TASK REQUIREMENTS: Write the listing below out again word for word, without a single picture.
=== Section Start ===
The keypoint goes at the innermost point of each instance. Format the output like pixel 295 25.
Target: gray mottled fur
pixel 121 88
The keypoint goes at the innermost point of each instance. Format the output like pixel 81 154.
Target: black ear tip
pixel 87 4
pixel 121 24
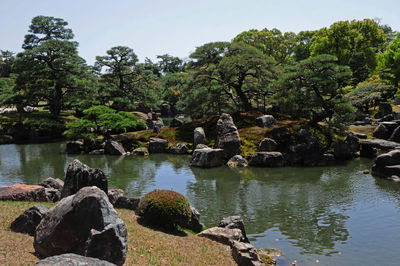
=== Section End ===
WRITTEN ANSWER:
The keypoint goes at the innermost point of each instance. Format the output like pixel 295 25.
Target: gray mottled fur
pixel 121 88
The keypoint goes at the innermost point of each instance. Format the output like pixel 81 154.
Target: black ear tip
pixel 87 4
pixel 121 24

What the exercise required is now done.